■ **WHAT YOU NEED TO DO**: Reproduce all of the data below word for word, leaving out the pictures.

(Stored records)
■ ■ ■

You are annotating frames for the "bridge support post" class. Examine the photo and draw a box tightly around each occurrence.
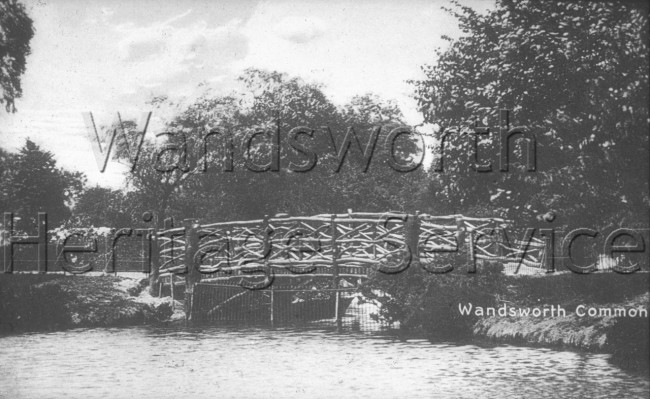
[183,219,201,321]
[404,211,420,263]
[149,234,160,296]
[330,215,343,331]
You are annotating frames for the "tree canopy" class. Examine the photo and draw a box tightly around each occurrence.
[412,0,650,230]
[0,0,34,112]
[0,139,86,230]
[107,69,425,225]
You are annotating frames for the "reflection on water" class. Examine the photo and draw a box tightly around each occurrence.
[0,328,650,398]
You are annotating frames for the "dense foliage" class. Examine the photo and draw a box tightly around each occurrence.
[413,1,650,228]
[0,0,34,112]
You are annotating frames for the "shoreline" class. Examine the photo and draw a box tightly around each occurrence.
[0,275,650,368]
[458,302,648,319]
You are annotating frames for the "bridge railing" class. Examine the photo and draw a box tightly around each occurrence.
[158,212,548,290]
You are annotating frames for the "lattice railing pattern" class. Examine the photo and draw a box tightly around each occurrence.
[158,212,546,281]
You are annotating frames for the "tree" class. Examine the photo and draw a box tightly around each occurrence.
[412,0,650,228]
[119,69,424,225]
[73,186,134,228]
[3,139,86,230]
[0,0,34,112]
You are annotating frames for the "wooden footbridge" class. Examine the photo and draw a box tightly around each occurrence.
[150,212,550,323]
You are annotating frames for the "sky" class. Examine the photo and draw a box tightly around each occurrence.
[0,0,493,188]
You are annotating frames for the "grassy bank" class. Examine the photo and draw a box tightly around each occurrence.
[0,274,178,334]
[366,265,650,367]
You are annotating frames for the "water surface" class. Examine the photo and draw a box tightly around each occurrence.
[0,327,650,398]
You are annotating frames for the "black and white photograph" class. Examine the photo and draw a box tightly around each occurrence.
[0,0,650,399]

■ ■ ■

■ **SOLUTION TO THIS PROBLEM**:
You are annotating frames for the "bridge support post" class. Examine the photo and draw a box tightly around each occurrence.
[183,219,201,321]
[404,211,420,263]
[149,234,160,296]
[330,215,343,331]
You are annotating frames for the "tree canopy" class. Examine the photo and draw a box tightly around each occurrence.
[412,0,650,230]
[0,0,34,112]
[0,139,86,230]
[107,69,425,225]
You are annotating frames for the "reflection on water" class. Examine the photo and draw a box tightly around each occurrence.
[0,328,650,398]
You are annotating frames for the "dense foliage" class. Examine the photo and draw a box tightly around each occurrence.
[413,1,650,228]
[0,0,34,112]
You are annotating frames for the "shoreline" class. Examine the photo and draw a box tightly around each occurrence.
[0,275,650,368]
[458,302,648,319]
You are annotating frames for the "bridge railing" class. Examine the photo and draw a box tightly around each occurrence.
[158,212,548,290]
You are annotating frames for the "lattice railing pattern" class. Examine the photo and draw a box tightly around each occurrence.
[158,212,546,281]
You are annotating frames for the "tree" class. Examine the photo and draw a box tightly around each occurrence.
[412,0,650,228]
[119,69,424,225]
[73,186,134,228]
[3,139,86,230]
[0,0,34,112]
You are annotating frames for the "wooden footbridge" class. Examine the photo and draw a box tightly around each occurrence.
[150,212,550,323]
You are annotating frames for the "sky" class. Examine the photo and draw a box tightly around each occurrence.
[0,0,493,188]
You are annotating frames for the "grassy bank" class. Examine the photo and draw a box tightly around each occurrence.
[0,274,178,334]
[366,265,650,367]
You are annotating frames for the "water surface" class. Examine the photo and draw a box tightly around each occurrence.
[0,327,650,398]
You are annotating frames for the "black and white photograph" class. Examine the photo and draw a box tightly around each occurrence.
[0,0,650,399]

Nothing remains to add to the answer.